[[ SELECTED EXTRACT open ]]

Moving, didactic and unsurprising.  The film suffers from what I call the Milk syndrome, a heartfelt fealty to its subject so strong it obliterates any sense of authenticity.  Martin Luther King (David Oyelowo) is etched in marble, and marble is both beautiful and boring.  While the film is occasionally poignant, we are left with its one-dimensional hero, colorless acolytes (Coretta Scott King and everyone who works with King) and cartoonish villains (Tom Wilkinson’s LBJ and Dylan Baker’s Herbert Hoover are particularly ridiculous).

The film’s best moments come when King is not ennobled, but crafty, as when he explains to two Selma locals why he needs to elicit violent repression from the authorities for publicity purposes; King as tactician is just more interesting than King as emblem.

[[ SELECTED EXTRACT closed ]]
[[ RECORD EXCERPTS open ]]

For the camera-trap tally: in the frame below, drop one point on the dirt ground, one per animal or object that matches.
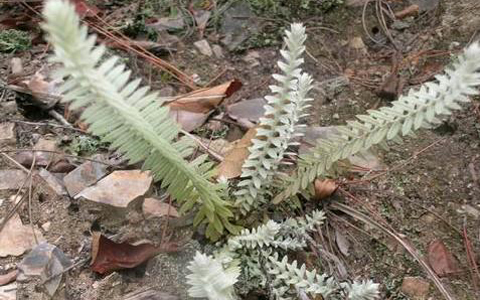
(429, 190)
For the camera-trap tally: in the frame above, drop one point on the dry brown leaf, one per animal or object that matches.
(324, 188)
(231, 166)
(204, 100)
(108, 256)
(441, 259)
(155, 208)
(7, 278)
(17, 238)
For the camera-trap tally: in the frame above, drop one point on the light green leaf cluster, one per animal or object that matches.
(209, 278)
(420, 108)
(131, 118)
(278, 127)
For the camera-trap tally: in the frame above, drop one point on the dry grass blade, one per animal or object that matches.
(413, 252)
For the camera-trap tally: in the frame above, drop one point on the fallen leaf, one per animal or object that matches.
(192, 110)
(16, 238)
(7, 278)
(119, 189)
(204, 100)
(231, 166)
(155, 208)
(45, 261)
(108, 256)
(324, 188)
(441, 259)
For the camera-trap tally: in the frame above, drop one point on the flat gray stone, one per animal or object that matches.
(44, 261)
(12, 179)
(119, 189)
(251, 110)
(53, 182)
(204, 47)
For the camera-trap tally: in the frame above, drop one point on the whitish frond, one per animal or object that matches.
(283, 111)
(132, 119)
(365, 290)
(418, 109)
(288, 278)
(208, 278)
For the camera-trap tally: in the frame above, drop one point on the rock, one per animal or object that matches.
(155, 208)
(237, 30)
(441, 259)
(204, 47)
(45, 158)
(44, 261)
(252, 58)
(162, 24)
(83, 176)
(356, 3)
(17, 238)
(415, 287)
(252, 110)
(12, 179)
(9, 291)
(53, 182)
(218, 51)
(119, 189)
(46, 226)
(171, 270)
(470, 210)
(425, 5)
(8, 108)
(149, 294)
(16, 66)
(7, 135)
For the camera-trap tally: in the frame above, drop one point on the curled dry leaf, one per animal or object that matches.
(108, 256)
(204, 100)
(192, 110)
(231, 166)
(324, 188)
(7, 278)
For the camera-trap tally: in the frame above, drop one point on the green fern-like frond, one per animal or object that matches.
(129, 117)
(210, 279)
(418, 109)
(283, 111)
(287, 275)
(264, 236)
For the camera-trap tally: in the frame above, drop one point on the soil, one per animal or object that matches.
(430, 189)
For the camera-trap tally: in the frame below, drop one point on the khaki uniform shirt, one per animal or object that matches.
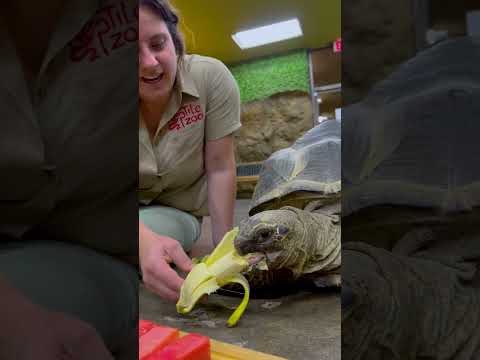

[[ RECORD EXCERPTS closed ]]

ASSIGNMENT 1 =>
Answer these questions from the film review:
(a) Which actor plays Martin Luther King?
(b) What name does the reviewer give to the syndrome the film suffers from?
(c) What does King explain to two Selma locals?
ASSIGNMENT 2 => Update the film review from "Moving, didactic and" to "are particularly ridiculous).", replacing "marble" with "stone".
You won't need the records for this.

EXPECTED ANSWER 1 =>
(a) David Oyelowo
(b) The Milk syndrome
(c) Why he needs to elicit violent repression from the authorities for publicity purposes

EXPECTED ANSWER 2 =>
Moving, didactic and unsurprising.  The film suffers from what I call the Milk syndrome, a heartfelt fealty to its subject so strong it obliterates any sense of authenticity.  Martin Luther King (David Oyelowo) is etched in stone, and stone is both beautiful and boring.  While the film is occasionally poignant, we are left with its one-dimensional hero, colorless acolytes (Coretta Scott King and everyone who works with King) and cartoonish villains (Tom Wilkinson’s LBJ and Dylan Baker’s Herbert Hoover are particularly ridiculous).